— POLECENIE 1 —
Zastąp „Jordi Alba” słowem „Alba” w odcinku tekstu o reprezentacji Hiszpanii od słów „Co z samym Busquetsem, również” aż do słów „w centralnej strefie.”. Podaj cały odcinek po tej zmianie.
— POLECENIE 2 —
Na który mecz, według tekstu o reprezentacji Hiszpanii, w szatni spodziewają się powrotu Busquetsa po kwarantannie?

Nasi rywale więcej okazji do testów już nie będą mieli. Z Litwą mieli zagrać na poprawę nastrojów i radośnie sobie postrzelać, natomiast finalnie w tym sparingu zagra młodzieżówka. Piłkarze Luisa Enrique będą się izolować i oglądać w akcji graczy Luisa de la Fuente, którzy odpadli w półfinale młodzieżowych mistrzostw Europy z wicemistrzem Portugalią (0:1). Lucho zostanie z aktualną wiedzą: niepewnością Unaia Simona, duetem lewonożnych stoperów, ograniczonym potencjale Marcosa Llorente na prawej obronie, nieskutecznością i łatwością wyłączenia Alvaro Moraty czy potrzebą lepszej kontroli gry, którą może zaoferować Koke.
Co z samym Busquetsem, również nie wiadomo. Opaskę kapitana najpewniej przejmie po nim Jordi Alba, a gdyby miał przegrać rywalizację z Jose Gayą, to wtedy wspomniany Koke – mistrz Hiszpanii i absolutny lider drugiej linii Atletico. Do jedenastki za Busquetsa powinien wskoczyć Rodri z Manchesteru City, czyli zawodnik kreowany bezpośrednio na jego następcę. Potencjalnie Hiszpanie mogą na tym zyskać, dzięki większej mobilności i dynamice Rodriego, lecz Luis Enrique bardzo cenił doświadczenie i inteligencję Busiego. Możliwe też, że to zwiększy obowiązki przywódzcze Thiago czy Koke w centralnej strefie.
Jednak bardziej niż sama nieobecność 32-letniego kapitana, szkodliwe mogą być same warunki pracy. Skoszarowanie drużyny w hotelu, treningi o indywidualnym charakterze, znacznie większe restrykcje. Dopóki pozostali nie wykażą negatywnych testów po upływie kilku dni, sytuacja nie wróci do normalności. Hiszpanie będą drżeć, czy to oznacza pojedynczy przypadek jak u Jona Moncayoli w młodzeżówce, czy może nadchodzącą plagę, która zmieni kształt reprezentacji. Lucho będzie miał możliwość wymiany piłkarzy na zgrupowaniu, ale szybciej niż myślał może się przekonać, jak szkodliwe mogło być wezwanie 24 nazwisk, zamiast dopuszczalnych 26.
W szatabie wierzą, że po 10 dniach kwarantanny Busquets wróci na drugi mecz fazy grupowej z Polską. Nie zamierzają z niego rezygnować ze względu na jego rolę i bycie najbardziej doświadczonym graczem w tej szatni. Gdyby Luis Enrique zmienił zdanie, może to zrobić do 48 godzin przed rozpoczęciem rywalizacji. Oprócz samych wątpliwości, decyzja o Sergio podniosła kolejną polemikę w kraju: dlaczego piłkarze nie zostali zaszczepieni? Federacja ma spore pretensje do krajowego rządu, który nie wyraził zgody na specjalne potraktowanie drużyny narodowej. O ironio, atleci jadący na igrzyska zostali zaszczepieni, jednak oni są pod jurysdykcją ministerstwa. W efekcie kilku graczy z kadry olimpijskiej ma szczepionki, a z dorosłej już nie.

— DANE WEJŚCIOWE —
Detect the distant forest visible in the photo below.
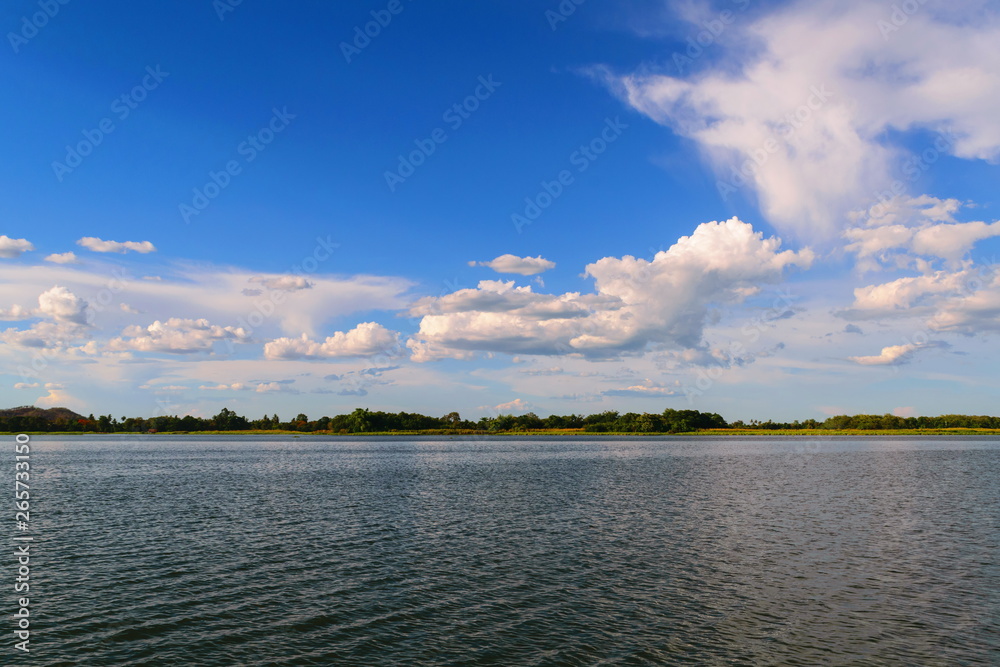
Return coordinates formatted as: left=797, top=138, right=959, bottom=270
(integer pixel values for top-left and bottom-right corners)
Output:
left=0, top=406, right=1000, bottom=434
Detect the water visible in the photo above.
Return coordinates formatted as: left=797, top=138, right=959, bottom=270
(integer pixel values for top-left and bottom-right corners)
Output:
left=13, top=436, right=1000, bottom=665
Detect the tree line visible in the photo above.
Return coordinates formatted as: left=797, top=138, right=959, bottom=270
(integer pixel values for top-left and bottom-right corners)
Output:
left=0, top=408, right=1000, bottom=433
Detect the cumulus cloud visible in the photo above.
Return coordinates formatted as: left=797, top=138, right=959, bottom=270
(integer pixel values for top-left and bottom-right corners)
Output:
left=605, top=0, right=1000, bottom=237
left=45, top=252, right=77, bottom=264
left=76, top=236, right=156, bottom=254
left=36, top=285, right=87, bottom=324
left=254, top=382, right=299, bottom=394
left=601, top=379, right=677, bottom=398
left=264, top=322, right=399, bottom=359
left=469, top=254, right=556, bottom=276
left=0, top=235, right=35, bottom=259
left=198, top=382, right=253, bottom=391
left=488, top=398, right=534, bottom=413
left=848, top=343, right=922, bottom=366
left=0, top=304, right=34, bottom=322
left=108, top=317, right=249, bottom=354
left=844, top=195, right=1000, bottom=271
left=407, top=218, right=813, bottom=361
left=243, top=276, right=313, bottom=296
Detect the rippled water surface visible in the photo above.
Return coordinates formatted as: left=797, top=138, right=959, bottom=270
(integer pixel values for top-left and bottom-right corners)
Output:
left=15, top=436, right=1000, bottom=665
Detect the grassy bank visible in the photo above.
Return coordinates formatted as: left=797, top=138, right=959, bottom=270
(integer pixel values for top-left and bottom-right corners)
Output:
left=0, top=428, right=1000, bottom=438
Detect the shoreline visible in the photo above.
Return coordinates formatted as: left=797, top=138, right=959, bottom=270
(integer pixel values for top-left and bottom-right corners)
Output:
left=7, top=427, right=1000, bottom=438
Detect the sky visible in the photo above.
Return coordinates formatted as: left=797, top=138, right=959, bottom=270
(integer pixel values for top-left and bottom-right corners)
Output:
left=0, top=0, right=1000, bottom=421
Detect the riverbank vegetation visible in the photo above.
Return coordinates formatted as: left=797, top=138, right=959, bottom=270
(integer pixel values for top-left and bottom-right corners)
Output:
left=0, top=406, right=1000, bottom=435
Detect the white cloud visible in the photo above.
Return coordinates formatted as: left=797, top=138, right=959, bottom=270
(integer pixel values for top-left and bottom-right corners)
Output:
left=407, top=218, right=813, bottom=361
left=45, top=252, right=77, bottom=264
left=35, top=385, right=84, bottom=409
left=0, top=304, right=34, bottom=322
left=254, top=382, right=299, bottom=394
left=844, top=195, right=1000, bottom=269
left=77, top=236, right=156, bottom=254
left=848, top=341, right=951, bottom=366
left=469, top=254, right=556, bottom=276
left=37, top=285, right=87, bottom=324
left=601, top=379, right=677, bottom=398
left=848, top=343, right=921, bottom=366
left=244, top=276, right=313, bottom=296
left=607, top=0, right=1000, bottom=237
left=198, top=382, right=251, bottom=391
left=264, top=322, right=399, bottom=359
left=0, top=235, right=35, bottom=259
left=108, top=317, right=249, bottom=354
left=488, top=398, right=534, bottom=414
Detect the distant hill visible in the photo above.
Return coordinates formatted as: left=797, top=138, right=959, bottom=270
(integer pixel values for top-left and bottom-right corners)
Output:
left=0, top=405, right=86, bottom=424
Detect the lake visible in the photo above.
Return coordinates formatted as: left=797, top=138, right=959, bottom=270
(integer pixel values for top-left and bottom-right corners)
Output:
left=9, top=435, right=1000, bottom=665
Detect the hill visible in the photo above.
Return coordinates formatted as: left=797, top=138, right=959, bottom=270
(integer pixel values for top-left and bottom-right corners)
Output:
left=0, top=405, right=85, bottom=424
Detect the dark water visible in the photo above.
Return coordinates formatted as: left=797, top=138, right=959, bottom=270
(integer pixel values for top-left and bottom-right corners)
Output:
left=13, top=436, right=1000, bottom=665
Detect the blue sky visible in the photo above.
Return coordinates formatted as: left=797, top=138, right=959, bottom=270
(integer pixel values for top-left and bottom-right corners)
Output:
left=0, top=0, right=1000, bottom=419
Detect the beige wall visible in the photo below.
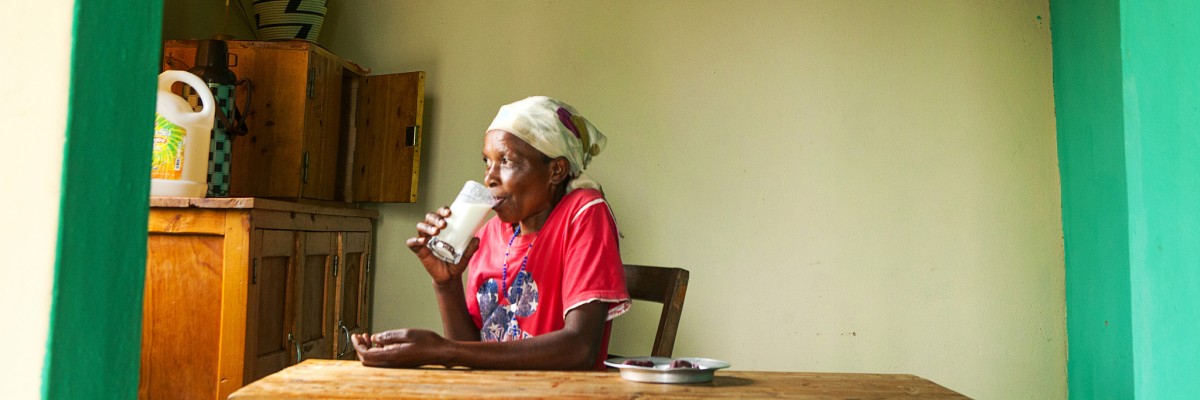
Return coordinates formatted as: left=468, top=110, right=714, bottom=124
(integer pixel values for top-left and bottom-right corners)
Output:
left=0, top=1, right=74, bottom=399
left=166, top=0, right=1066, bottom=399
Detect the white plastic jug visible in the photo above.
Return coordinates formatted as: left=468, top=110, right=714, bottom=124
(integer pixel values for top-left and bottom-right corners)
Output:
left=150, top=71, right=216, bottom=197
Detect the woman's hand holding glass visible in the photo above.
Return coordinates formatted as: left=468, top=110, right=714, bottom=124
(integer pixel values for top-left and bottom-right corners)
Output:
left=406, top=207, right=479, bottom=285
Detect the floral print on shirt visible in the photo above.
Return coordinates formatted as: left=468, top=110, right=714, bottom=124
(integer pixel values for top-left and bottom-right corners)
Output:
left=475, top=269, right=538, bottom=341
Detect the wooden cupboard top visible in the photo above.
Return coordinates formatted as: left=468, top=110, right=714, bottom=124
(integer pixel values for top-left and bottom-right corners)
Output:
left=164, top=40, right=371, bottom=76
left=150, top=197, right=379, bottom=219
left=229, top=359, right=966, bottom=399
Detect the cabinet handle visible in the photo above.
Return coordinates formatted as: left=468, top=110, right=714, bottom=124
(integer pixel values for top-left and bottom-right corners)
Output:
left=300, top=151, right=308, bottom=184
left=337, top=321, right=350, bottom=359
left=288, top=333, right=301, bottom=364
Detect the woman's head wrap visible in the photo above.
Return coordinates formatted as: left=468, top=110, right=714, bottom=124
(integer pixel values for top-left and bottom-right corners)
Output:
left=487, top=96, right=607, bottom=192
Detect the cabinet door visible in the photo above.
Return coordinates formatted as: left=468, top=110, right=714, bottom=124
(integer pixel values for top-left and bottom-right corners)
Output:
left=244, top=229, right=296, bottom=384
left=349, top=71, right=425, bottom=203
left=229, top=42, right=310, bottom=197
left=295, top=232, right=337, bottom=363
left=302, top=50, right=344, bottom=199
left=335, top=232, right=371, bottom=359
left=138, top=233, right=224, bottom=399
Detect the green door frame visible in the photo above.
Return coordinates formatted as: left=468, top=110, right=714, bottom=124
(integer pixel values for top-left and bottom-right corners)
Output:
left=42, top=0, right=163, bottom=399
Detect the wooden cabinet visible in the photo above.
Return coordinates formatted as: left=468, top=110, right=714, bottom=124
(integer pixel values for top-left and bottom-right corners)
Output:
left=138, top=198, right=378, bottom=399
left=163, top=41, right=425, bottom=203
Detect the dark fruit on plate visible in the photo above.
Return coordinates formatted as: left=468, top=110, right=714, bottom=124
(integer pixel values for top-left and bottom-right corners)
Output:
left=671, top=359, right=696, bottom=368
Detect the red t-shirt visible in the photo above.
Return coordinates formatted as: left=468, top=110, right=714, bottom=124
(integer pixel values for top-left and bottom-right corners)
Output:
left=467, top=189, right=630, bottom=369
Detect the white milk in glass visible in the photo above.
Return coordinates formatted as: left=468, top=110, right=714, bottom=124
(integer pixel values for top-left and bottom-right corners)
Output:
left=428, top=181, right=496, bottom=264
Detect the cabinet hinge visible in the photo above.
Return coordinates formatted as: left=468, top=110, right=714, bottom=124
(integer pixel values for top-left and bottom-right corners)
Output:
left=300, top=151, right=308, bottom=184
left=307, top=67, right=317, bottom=98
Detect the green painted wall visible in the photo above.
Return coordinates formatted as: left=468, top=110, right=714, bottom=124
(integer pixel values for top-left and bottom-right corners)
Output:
left=1050, top=0, right=1200, bottom=399
left=42, top=0, right=162, bottom=399
left=1050, top=0, right=1133, bottom=399
left=1121, top=0, right=1200, bottom=399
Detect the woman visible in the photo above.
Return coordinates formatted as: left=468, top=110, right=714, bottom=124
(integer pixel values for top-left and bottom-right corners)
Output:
left=353, top=96, right=630, bottom=370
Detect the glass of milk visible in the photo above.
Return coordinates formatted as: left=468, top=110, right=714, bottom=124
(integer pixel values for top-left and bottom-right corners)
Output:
left=425, top=180, right=496, bottom=264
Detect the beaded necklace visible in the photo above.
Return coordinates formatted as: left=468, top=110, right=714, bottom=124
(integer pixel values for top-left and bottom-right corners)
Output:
left=497, top=225, right=538, bottom=300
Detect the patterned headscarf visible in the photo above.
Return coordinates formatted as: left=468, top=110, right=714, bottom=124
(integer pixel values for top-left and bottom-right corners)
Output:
left=487, top=96, right=607, bottom=192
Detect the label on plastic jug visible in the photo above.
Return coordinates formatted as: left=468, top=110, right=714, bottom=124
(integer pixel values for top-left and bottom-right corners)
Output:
left=150, top=113, right=187, bottom=180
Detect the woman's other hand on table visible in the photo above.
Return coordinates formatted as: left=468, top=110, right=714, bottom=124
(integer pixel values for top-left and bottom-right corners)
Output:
left=350, top=329, right=450, bottom=368
left=406, top=207, right=479, bottom=285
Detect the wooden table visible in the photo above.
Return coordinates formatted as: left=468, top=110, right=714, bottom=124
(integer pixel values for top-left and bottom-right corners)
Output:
left=229, top=359, right=967, bottom=400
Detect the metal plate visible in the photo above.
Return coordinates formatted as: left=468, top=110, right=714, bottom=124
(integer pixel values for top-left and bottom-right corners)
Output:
left=604, top=357, right=730, bottom=383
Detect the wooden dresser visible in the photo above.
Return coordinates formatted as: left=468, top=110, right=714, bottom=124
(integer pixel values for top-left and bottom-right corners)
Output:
left=138, top=198, right=378, bottom=399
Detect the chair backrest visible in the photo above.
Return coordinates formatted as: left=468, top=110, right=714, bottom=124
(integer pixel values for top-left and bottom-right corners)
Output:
left=625, top=264, right=688, bottom=357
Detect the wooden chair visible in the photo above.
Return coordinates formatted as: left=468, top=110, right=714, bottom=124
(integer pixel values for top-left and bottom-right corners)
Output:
left=625, top=264, right=688, bottom=357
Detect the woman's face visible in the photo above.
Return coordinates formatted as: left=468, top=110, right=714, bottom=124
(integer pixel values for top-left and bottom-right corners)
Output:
left=484, top=130, right=553, bottom=226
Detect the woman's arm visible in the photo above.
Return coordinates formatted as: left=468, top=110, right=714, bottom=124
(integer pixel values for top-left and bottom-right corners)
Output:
left=353, top=302, right=608, bottom=370
left=406, top=207, right=479, bottom=341
left=433, top=277, right=479, bottom=341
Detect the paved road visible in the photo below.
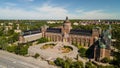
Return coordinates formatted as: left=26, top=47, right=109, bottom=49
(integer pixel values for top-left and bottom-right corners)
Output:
left=0, top=50, right=55, bottom=68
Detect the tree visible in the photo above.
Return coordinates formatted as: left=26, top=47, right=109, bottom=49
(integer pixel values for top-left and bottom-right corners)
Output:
left=70, top=61, right=84, bottom=68
left=33, top=53, right=40, bottom=58
left=38, top=37, right=48, bottom=43
left=101, top=57, right=110, bottom=63
left=85, top=62, right=96, bottom=68
left=78, top=47, right=87, bottom=57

— WYNIK ZADANIA 1 —
Co z samym Busquetsem, również nie wiadomo. Opaskę kapitana najpewniej przejmie po nim Alba, a gdyby miał przegrać rywalizację z Jose Gayą, to wtedy wspomniany Koke – mistrz Hiszpanii i absolutny lider drugiej linii Atletico. Do jedenastki za Busquetsa powinien wskoczyć Rodri z Manchesteru City, czyli zawodnik kreowany bezpośrednio na jego następcę. Potencjalnie Hiszpanie mogą na tym zyskać, dzięki większej mobilności i dynamice Rodriego, lecz Luis Enrique bardzo cenił doświadczenie i inteligencję Busiego. Możliwe też, że to zwiększy obowiązki przywódzcze Thiago czy Koke w centralnej strefie.

— WYNIK ZADANIA 2 —
Na drugi mecz fazy grupowej, z Polską, po 10 dniach kwarantanny.